=== Text block ===

I stress that it is difficult to try and differentiate what was necessary and what was merely a feature. Just because something was a feature of Anglo Dutch derived modernity does not necessitate it. When I say “modernity” I mean a sustained rise in living standards. Things like textile mills and steam engines may (or may not) only be local colour from our corner of the multiverse.

The first, which I won’t number is the society must have agriculture.

1/ A religion or other form of ethics that vindicates the pursuit of wealth or other material interest. Traditional religion often involves the pleasing of spirits or other supernatural forces in return for worldly gain, but a striking similarity between many world religions is the attack on or dismissal of the material world. Buddhism does this by highlighting the ephemeral nature of worldly delights, and Abrahamic religions dismiss the material world as a transient stage before the more important afterlife (or second coming of Jesus/Isa in Christianity and Islam)[fn1] extending to the notion of the world as a prison in Gnosticism. Religions or ethical codes that allow for materialism may be a necessary condition for two reasons. Firstly, you need to want to achieve something in the material world to do so, even if it takes other conditions to make this possible. Secondly, as argued by Hobbes, Voltaire and Smith, if you care for material things, someone else, particularly infidel, is far more valuable as a trading partner than as a way to prove one’s piety through violence. This provides a measure of necessary stability. Examples of such codes would be Renaissance Humanism in Florence, various philosophers during the Enlightenment or, if you believe Weber, an unintended by product of specific Calvinist theology.

=== Supplied material ===

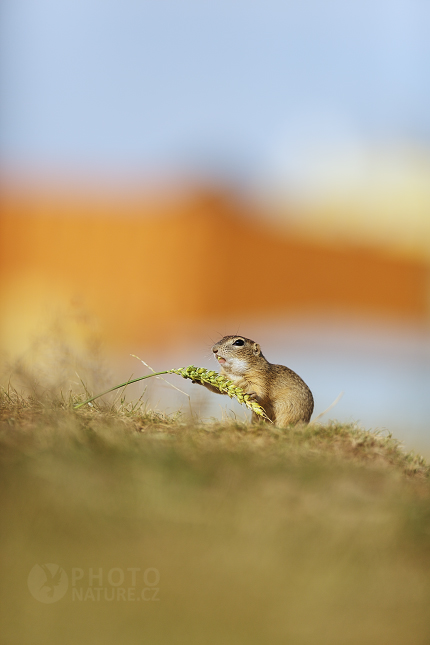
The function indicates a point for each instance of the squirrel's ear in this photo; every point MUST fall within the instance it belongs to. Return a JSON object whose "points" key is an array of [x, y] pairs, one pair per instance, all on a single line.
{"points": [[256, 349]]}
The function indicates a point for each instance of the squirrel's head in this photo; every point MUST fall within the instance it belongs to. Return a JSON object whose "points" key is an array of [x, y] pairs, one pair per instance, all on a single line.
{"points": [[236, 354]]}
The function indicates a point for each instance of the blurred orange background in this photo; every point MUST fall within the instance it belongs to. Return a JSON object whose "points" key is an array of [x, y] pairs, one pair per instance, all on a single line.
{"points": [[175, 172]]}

===
=== Supplied material ===

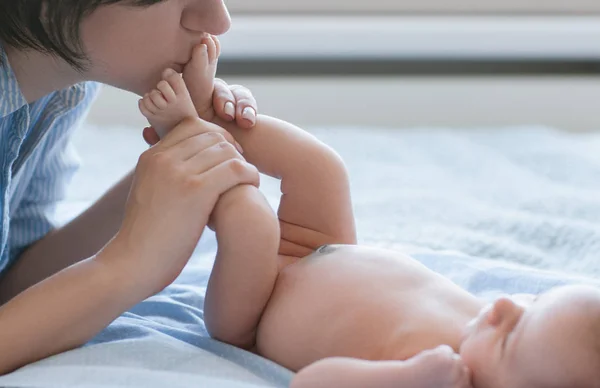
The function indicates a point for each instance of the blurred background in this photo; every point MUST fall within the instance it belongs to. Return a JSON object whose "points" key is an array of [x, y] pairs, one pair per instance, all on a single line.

===

*Task list:*
1. Which thinkers does the passage on the preconditions for modernity cite for their arguments or views? List every one.
2. Echo the stretch of the passage on the preconditions for modernity from "I stress that" through "must have agriculture.".
The records come from a different source than the text.

*Task responses:*
1. Hobbes, Voltaire, Smith, Weber

2.
I stress that it is difficult to try and differentiate what was necessary and what was merely a feature. Just because something was a feature of Anglo Dutch derived modernity does not necessitate it. When I say “modernity” I mean a sustained rise in living standards. Things like textile mills and steam engines may (or may not) only be local colour from our corner of the multiverse.

The first, which I won’t number is the society must have agriculture.